## PROVIDED RECORDS
****************

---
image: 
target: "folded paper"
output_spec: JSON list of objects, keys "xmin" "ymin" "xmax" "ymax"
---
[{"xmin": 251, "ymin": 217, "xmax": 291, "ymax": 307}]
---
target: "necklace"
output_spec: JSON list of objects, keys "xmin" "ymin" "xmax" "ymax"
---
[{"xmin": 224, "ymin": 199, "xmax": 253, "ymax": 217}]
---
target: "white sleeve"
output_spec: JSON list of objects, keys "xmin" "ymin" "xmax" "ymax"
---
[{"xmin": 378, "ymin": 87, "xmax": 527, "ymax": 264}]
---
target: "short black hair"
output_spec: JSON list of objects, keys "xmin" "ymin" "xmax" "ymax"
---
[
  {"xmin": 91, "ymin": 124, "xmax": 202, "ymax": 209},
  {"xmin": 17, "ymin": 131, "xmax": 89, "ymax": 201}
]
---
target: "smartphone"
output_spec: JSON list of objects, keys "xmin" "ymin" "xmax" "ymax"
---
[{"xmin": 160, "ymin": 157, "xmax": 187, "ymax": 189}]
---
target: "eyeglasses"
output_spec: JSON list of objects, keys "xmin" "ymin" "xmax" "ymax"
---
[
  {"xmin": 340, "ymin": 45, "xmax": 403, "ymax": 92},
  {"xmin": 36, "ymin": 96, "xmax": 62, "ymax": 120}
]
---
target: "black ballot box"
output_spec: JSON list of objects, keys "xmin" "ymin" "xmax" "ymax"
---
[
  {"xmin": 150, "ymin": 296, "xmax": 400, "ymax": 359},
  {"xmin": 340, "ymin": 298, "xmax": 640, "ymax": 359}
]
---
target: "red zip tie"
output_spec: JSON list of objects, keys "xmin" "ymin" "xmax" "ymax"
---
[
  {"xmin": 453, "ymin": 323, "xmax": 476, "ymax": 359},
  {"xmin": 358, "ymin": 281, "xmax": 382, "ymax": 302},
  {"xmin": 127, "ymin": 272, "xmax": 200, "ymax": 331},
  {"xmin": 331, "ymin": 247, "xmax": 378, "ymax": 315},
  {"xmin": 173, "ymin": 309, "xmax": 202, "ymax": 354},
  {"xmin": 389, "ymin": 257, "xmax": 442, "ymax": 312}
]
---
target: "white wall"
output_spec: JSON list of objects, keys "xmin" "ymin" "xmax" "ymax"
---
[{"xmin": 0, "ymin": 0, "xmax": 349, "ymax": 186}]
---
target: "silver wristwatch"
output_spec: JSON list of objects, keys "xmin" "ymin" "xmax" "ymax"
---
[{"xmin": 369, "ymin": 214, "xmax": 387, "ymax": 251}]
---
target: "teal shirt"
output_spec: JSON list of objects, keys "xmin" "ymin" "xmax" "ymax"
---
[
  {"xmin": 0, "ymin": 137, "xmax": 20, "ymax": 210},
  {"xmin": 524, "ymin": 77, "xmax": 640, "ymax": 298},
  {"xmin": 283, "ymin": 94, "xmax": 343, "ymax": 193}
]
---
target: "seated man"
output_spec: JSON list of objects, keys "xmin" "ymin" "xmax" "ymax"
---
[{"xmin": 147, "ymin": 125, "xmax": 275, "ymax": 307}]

****************

## DESCRIPTION OF THE TASK
Copy all of the data exactly.

## TASK SOLUTION
---
image: 
target: "folded paper"
output_spec: JSON list of objects, keys "xmin" "ymin" "xmax" "ymax"
---
[{"xmin": 251, "ymin": 217, "xmax": 291, "ymax": 307}]
---
target: "necklace"
output_spec: JSON list of objects, keys "xmin" "ymin" "xmax" "ymax"
---
[{"xmin": 224, "ymin": 199, "xmax": 253, "ymax": 217}]
---
target: "white sleeve"
output_spec: JSON list of objects, keys "xmin" "ymin" "xmax" "ymax"
---
[{"xmin": 378, "ymin": 87, "xmax": 527, "ymax": 264}]
---
target: "short black hair"
output_spec: JSON list of objects, keys "xmin" "ymin" "xmax" "ymax"
---
[
  {"xmin": 91, "ymin": 124, "xmax": 202, "ymax": 209},
  {"xmin": 17, "ymin": 131, "xmax": 89, "ymax": 201}
]
---
target: "smartphone"
output_spec: JSON list of objects, keys "xmin" "ymin" "xmax" "ymax"
---
[{"xmin": 160, "ymin": 157, "xmax": 187, "ymax": 189}]
---
target: "eyeglasses"
output_spec: JSON list of objects, keys "xmin" "ymin" "xmax" "ymax"
---
[
  {"xmin": 340, "ymin": 45, "xmax": 403, "ymax": 92},
  {"xmin": 36, "ymin": 96, "xmax": 62, "ymax": 120}
]
---
target: "black ballot box"
output_spec: JSON list of objects, keys "xmin" "ymin" "xmax" "ymax"
---
[
  {"xmin": 150, "ymin": 296, "xmax": 400, "ymax": 359},
  {"xmin": 340, "ymin": 298, "xmax": 640, "ymax": 359}
]
---
target: "red zip tie"
output_spec: JSON list of objects, keys "xmin" "ymin" "xmax" "ymax"
---
[
  {"xmin": 453, "ymin": 323, "xmax": 476, "ymax": 359},
  {"xmin": 358, "ymin": 281, "xmax": 382, "ymax": 302},
  {"xmin": 127, "ymin": 272, "xmax": 200, "ymax": 331},
  {"xmin": 331, "ymin": 247, "xmax": 378, "ymax": 315},
  {"xmin": 173, "ymin": 309, "xmax": 202, "ymax": 354},
  {"xmin": 389, "ymin": 257, "xmax": 442, "ymax": 312}
]
---
target: "white wall"
output_spec: JSON list of objects, keys "xmin" "ymin" "xmax" "ymax"
---
[{"xmin": 0, "ymin": 0, "xmax": 349, "ymax": 186}]
---
target: "silver wristwatch"
output_spec: JSON list of objects, keys "xmin" "ymin" "xmax" "ymax"
---
[{"xmin": 369, "ymin": 214, "xmax": 387, "ymax": 251}]
---
target: "teal shirt"
output_spec: JSON list of objects, keys "xmin" "ymin" "xmax" "ymax"
---
[
  {"xmin": 0, "ymin": 137, "xmax": 20, "ymax": 210},
  {"xmin": 524, "ymin": 77, "xmax": 640, "ymax": 298},
  {"xmin": 283, "ymin": 94, "xmax": 343, "ymax": 193}
]
---
target: "seated man"
output_spec: JSON list of objects, keys "xmin" "ymin" "xmax" "ymax"
---
[{"xmin": 147, "ymin": 125, "xmax": 275, "ymax": 307}]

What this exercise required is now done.